■ **Directions for this task**
Filter the material below down to the lines containing the word "child".

■ **Data supplied**
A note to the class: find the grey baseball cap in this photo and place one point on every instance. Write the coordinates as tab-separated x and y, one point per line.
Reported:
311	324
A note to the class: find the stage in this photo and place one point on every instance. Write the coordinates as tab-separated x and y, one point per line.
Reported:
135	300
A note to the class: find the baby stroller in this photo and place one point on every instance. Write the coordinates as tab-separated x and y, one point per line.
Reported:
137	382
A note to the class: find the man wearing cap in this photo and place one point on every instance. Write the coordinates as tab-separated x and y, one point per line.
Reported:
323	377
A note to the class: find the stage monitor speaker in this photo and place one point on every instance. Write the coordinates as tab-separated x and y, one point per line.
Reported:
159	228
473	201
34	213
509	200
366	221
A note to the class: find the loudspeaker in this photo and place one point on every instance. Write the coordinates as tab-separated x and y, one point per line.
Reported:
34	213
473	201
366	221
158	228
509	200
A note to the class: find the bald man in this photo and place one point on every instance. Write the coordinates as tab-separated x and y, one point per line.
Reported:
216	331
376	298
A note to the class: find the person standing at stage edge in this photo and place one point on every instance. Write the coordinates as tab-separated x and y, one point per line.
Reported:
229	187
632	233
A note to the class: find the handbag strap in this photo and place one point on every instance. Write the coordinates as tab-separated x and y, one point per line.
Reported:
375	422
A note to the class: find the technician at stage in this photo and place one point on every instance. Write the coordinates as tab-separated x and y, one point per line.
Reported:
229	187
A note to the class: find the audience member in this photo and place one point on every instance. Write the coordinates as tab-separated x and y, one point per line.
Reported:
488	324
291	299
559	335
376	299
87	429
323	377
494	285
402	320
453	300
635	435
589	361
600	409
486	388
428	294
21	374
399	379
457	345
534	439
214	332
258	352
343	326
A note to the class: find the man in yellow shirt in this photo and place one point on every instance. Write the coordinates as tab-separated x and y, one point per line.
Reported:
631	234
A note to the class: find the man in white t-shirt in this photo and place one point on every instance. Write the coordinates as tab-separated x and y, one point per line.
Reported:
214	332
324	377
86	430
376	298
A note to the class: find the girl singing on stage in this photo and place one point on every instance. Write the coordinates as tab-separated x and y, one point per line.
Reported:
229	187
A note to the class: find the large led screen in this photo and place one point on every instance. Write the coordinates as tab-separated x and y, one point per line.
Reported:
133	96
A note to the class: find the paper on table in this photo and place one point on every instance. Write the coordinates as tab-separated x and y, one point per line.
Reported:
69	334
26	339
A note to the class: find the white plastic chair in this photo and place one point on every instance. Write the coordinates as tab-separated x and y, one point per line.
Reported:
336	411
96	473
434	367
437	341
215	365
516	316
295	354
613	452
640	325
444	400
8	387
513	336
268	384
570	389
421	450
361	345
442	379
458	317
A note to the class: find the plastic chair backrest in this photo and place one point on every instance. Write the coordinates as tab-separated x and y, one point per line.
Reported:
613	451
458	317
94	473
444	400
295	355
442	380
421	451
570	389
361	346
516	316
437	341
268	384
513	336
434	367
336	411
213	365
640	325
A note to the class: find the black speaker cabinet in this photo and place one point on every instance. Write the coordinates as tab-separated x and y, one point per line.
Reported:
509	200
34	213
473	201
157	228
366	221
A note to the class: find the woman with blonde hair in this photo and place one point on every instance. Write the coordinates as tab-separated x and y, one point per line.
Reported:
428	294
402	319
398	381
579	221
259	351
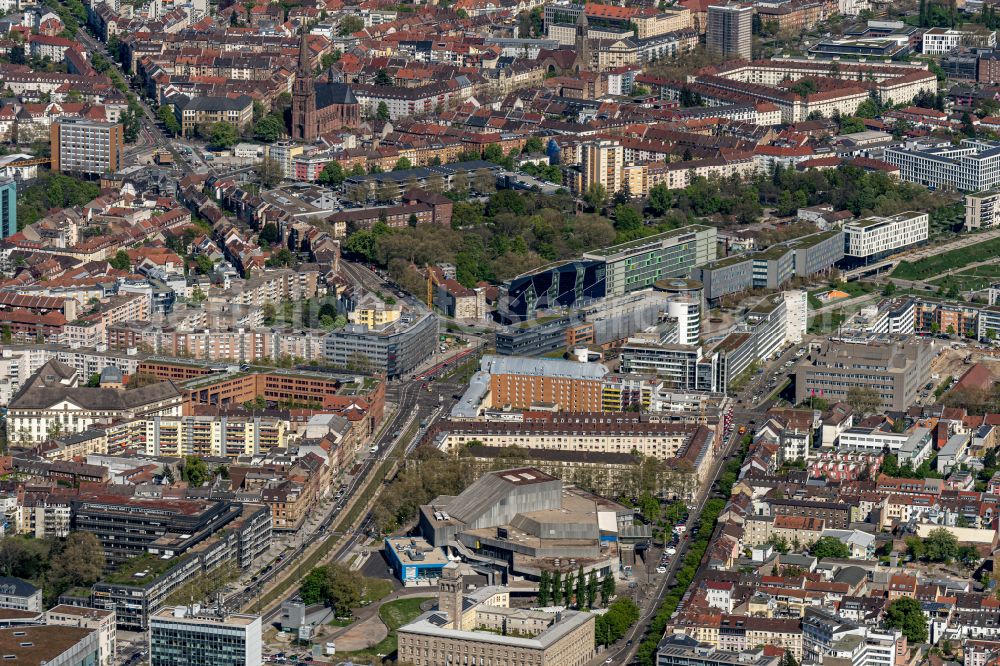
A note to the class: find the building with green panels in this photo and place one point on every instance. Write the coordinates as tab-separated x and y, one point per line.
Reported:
638	264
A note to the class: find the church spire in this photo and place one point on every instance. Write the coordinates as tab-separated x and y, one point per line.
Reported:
304	60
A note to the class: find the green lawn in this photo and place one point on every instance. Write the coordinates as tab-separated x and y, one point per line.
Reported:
931	266
394	614
376	589
826	322
852	289
972	279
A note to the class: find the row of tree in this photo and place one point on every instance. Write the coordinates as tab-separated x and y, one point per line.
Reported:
54	564
334	585
576	590
613	625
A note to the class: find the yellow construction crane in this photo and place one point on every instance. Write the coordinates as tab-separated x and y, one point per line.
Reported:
431	282
31	162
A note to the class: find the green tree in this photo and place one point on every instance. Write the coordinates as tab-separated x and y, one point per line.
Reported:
282	258
332	174
77	561
203	264
906	615
596	195
940	545
829	547
533	146
166	115
328	59
544	588
223	135
121	261
343	588
611	626
863	399
269	172
660	199
850	124
350	25
194	471
607	589
592	586
268	129
627	218
313	588
270	233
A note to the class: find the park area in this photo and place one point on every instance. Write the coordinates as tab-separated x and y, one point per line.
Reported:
930	267
972	279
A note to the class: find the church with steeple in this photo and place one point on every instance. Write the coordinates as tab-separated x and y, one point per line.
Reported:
567	61
320	106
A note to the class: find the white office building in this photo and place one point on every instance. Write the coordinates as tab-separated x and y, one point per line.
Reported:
938	41
796	315
182	635
971	166
874	237
982	210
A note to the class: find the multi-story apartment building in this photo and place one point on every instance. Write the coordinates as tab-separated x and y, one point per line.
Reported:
639	264
875	237
681	650
87	147
523	383
19	594
242	345
396	349
730	30
54	403
598	432
8	208
728	275
470	624
207	110
601	164
181	635
144	584
895	369
53	646
214	436
103	621
938	41
982	210
971	166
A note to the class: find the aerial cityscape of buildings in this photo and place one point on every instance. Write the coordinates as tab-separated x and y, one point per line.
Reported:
494	333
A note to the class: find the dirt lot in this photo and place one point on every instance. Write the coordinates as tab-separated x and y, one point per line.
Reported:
952	362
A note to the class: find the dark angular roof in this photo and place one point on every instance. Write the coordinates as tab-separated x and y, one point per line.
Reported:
328	94
16	587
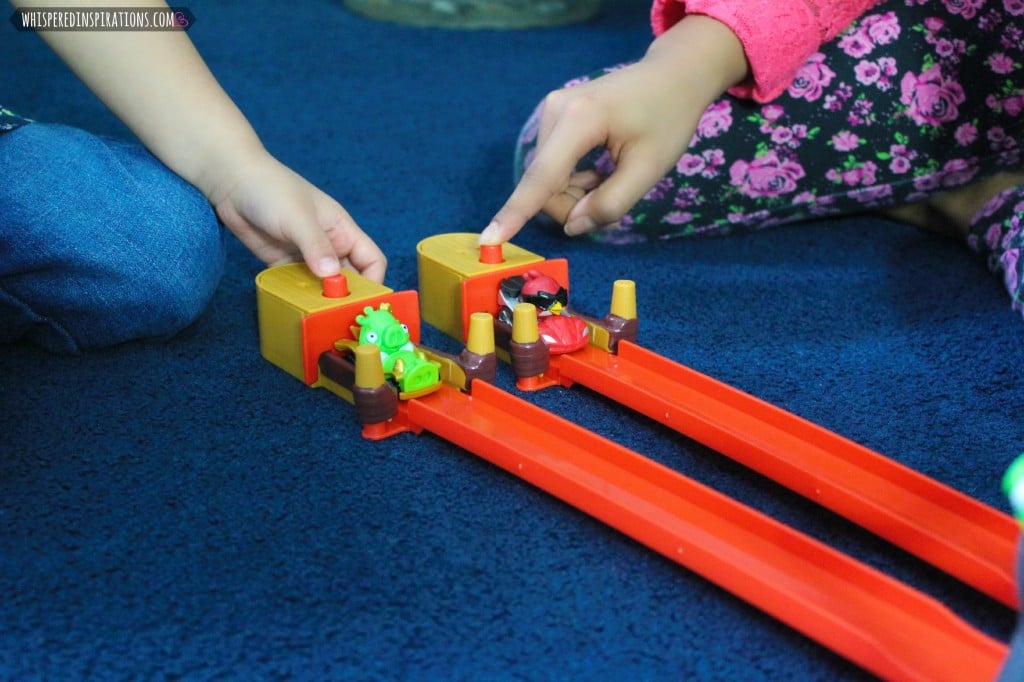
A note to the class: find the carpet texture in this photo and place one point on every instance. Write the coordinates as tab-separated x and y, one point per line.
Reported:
185	510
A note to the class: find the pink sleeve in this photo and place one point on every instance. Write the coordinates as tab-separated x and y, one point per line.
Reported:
777	36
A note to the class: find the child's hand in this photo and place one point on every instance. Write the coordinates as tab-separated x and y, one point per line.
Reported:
644	115
281	217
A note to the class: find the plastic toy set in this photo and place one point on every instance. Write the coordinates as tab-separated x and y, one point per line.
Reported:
360	341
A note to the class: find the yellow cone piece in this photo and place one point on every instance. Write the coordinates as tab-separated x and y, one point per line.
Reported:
480	339
624	299
369	369
524	324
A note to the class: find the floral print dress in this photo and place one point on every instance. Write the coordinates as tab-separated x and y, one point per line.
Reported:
915	97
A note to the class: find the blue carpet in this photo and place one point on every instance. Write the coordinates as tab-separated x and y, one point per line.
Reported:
185	510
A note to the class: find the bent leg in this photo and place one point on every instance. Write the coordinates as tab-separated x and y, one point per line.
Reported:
912	101
99	242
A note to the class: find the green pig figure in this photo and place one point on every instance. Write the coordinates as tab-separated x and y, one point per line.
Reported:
409	367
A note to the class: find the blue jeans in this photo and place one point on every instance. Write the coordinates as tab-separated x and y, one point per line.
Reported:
99	242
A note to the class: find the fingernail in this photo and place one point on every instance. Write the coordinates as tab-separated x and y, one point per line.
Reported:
489	235
580	225
328	266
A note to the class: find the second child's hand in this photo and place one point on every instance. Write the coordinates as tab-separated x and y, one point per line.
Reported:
644	114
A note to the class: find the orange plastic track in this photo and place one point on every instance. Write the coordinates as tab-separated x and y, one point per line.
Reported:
965	538
866	616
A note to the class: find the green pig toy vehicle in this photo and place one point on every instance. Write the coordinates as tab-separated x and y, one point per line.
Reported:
403	364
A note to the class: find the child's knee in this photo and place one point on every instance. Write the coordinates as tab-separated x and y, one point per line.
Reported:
102	243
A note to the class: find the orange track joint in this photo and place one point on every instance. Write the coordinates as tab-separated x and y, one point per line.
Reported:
493	300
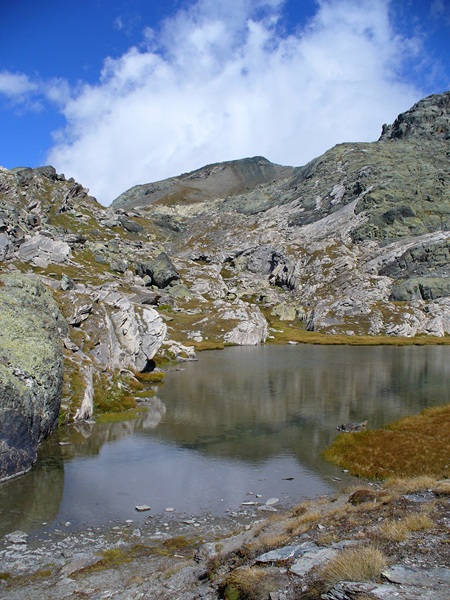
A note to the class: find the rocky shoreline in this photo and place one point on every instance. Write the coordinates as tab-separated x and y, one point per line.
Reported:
281	558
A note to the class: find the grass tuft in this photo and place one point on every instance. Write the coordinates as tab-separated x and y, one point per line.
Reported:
417	445
251	583
354	564
399	530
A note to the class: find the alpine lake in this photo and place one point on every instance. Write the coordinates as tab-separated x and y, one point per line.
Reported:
231	430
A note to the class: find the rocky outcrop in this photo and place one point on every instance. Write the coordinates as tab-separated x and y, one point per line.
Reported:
355	242
213	181
31	370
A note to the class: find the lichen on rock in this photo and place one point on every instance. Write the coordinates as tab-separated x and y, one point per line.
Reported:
31	370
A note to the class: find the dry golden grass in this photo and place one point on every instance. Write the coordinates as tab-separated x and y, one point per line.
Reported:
399	530
284	332
399	486
251	583
361	563
413	446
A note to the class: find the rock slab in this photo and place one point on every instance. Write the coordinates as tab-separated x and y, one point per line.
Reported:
31	370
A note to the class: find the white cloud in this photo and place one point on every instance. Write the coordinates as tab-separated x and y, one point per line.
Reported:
221	81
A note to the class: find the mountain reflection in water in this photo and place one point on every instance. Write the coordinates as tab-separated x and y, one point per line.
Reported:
237	421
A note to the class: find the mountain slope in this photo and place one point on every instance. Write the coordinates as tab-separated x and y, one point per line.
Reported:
357	242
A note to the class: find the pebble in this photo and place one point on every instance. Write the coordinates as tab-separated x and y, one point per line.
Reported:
271	501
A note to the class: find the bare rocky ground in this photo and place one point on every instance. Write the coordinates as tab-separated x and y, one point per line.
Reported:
248	555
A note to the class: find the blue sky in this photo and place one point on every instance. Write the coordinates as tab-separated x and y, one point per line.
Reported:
121	92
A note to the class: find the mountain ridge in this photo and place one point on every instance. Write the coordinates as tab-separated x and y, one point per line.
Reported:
355	243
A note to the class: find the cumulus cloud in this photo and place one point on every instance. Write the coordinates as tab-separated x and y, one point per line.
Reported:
222	80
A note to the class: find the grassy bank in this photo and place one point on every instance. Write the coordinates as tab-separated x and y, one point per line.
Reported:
414	445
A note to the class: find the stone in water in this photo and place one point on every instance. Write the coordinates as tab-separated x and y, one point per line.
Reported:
143	507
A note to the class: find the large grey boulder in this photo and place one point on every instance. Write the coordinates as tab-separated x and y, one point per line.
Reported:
163	271
31	370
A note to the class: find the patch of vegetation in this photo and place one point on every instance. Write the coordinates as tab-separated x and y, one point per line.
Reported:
112	396
117	417
354	564
251	583
73	391
285	331
414	445
152	377
398	530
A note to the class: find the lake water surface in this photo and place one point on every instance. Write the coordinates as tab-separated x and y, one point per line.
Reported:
235	424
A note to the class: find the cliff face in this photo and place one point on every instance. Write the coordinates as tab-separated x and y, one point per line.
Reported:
355	242
31	370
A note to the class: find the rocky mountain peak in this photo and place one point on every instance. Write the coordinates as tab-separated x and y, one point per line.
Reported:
430	117
217	180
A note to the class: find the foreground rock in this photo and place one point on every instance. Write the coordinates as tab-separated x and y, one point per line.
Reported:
31	370
283	558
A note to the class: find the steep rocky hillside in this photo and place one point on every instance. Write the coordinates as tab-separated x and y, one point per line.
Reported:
355	243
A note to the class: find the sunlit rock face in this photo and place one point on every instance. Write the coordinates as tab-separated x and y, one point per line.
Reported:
31	370
355	242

■ **Exercise output**
A note to the class: find the child's hand in this photo and place one point on every instance. Write the coordinates as tab-separated x and y, one point per line.
A note to the class: find the second child's hand in this photo and place one point on every instance. Write the coordinates as tab-separated x and y, one point per line.
A note to the class: find the child's knee in this photo and place one point on every instance. Write the coordinates as tab-separated x and y, one point per line.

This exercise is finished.